TASK DATA below:
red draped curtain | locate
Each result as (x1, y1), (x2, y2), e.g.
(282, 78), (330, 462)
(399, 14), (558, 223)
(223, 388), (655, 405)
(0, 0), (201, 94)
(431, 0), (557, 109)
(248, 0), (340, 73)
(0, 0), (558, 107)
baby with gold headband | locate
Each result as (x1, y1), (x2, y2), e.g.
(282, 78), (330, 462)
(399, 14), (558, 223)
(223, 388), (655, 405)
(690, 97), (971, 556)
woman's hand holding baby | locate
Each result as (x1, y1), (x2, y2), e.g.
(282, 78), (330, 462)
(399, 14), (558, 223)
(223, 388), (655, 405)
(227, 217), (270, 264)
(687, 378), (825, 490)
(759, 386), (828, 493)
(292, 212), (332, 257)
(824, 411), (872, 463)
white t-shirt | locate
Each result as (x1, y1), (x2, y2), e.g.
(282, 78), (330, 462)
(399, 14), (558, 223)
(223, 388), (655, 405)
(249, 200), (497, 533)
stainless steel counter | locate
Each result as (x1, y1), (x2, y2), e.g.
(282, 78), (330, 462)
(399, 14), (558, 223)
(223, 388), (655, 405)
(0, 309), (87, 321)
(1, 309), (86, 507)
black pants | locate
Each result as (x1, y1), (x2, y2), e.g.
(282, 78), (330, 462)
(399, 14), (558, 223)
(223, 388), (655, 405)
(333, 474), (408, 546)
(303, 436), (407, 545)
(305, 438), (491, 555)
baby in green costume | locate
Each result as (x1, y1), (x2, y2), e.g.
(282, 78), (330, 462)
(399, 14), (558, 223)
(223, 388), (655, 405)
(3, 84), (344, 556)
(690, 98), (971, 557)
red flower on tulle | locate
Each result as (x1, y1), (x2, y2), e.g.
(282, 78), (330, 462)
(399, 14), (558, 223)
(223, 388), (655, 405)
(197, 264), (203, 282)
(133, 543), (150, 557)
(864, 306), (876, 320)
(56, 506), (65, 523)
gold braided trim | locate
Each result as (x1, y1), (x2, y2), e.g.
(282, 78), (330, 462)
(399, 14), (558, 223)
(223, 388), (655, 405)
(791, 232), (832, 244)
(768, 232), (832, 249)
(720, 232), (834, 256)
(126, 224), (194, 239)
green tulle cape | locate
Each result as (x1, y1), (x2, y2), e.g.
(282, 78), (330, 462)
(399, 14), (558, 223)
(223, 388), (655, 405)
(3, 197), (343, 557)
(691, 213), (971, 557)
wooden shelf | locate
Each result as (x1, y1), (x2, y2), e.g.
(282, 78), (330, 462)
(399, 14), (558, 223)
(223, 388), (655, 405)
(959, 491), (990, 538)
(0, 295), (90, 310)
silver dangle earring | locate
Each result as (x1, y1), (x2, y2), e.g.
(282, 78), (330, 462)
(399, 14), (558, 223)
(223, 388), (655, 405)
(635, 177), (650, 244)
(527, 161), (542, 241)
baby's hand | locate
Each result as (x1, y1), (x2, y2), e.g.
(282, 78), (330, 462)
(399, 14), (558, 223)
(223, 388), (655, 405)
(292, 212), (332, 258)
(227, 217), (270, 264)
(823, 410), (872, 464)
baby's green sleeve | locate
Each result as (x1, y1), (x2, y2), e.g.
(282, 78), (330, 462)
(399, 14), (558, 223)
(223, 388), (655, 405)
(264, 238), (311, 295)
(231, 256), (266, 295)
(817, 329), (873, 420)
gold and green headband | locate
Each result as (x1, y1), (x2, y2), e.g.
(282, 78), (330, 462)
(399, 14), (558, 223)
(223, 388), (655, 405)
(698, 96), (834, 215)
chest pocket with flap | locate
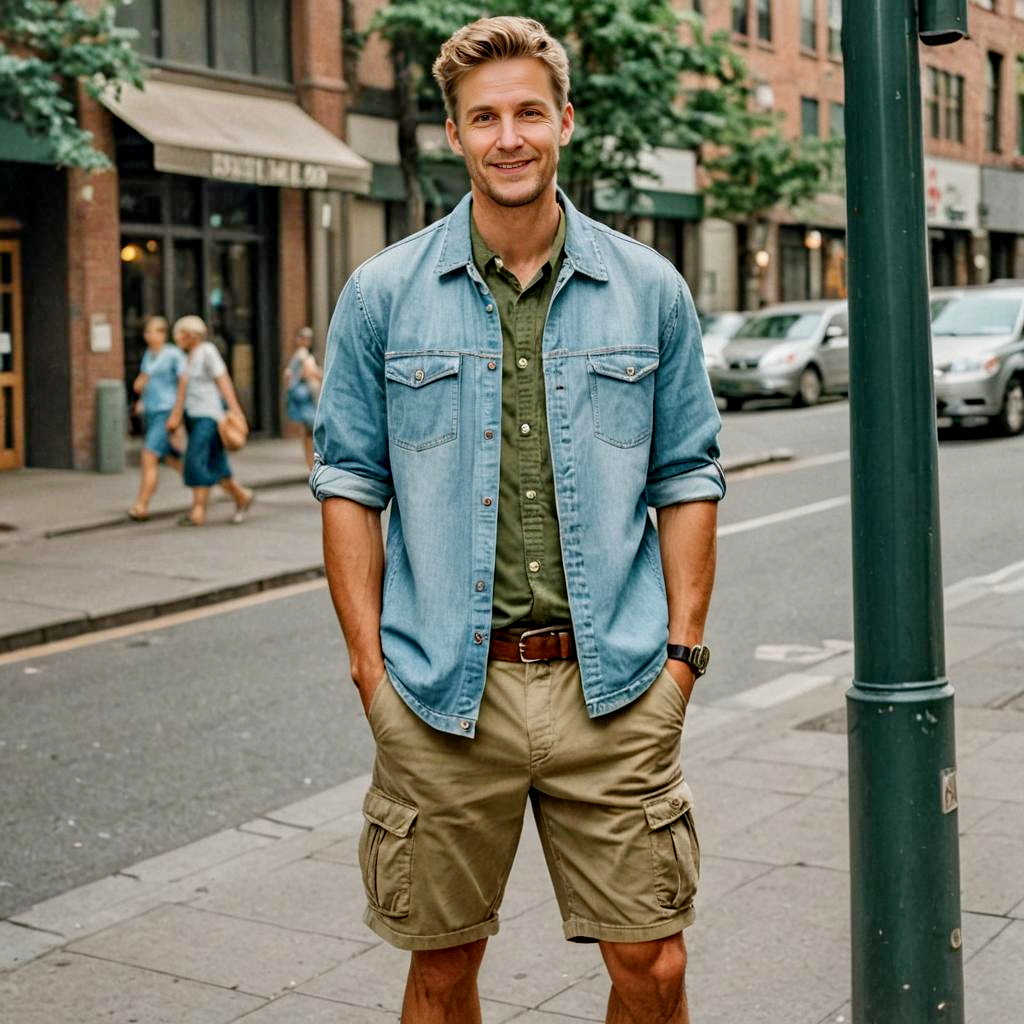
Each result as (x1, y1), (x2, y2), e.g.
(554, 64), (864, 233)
(384, 353), (461, 452)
End of TASK DATA.
Search the material for lines holding the word "headband", then say how many there are and nothing more.

2